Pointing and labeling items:
╔══
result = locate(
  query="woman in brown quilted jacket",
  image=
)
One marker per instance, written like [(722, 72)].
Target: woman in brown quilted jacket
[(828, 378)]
╚══
Write out the items again, substituting "point" for "marker" and leaving everything else unchanged.

> Expected output:
result = locate(
  query="woman in brown quilted jacket",
  image=
)
One point per instance, written like [(722, 72)].
Target: woman in brown quilted jacket
[(828, 378)]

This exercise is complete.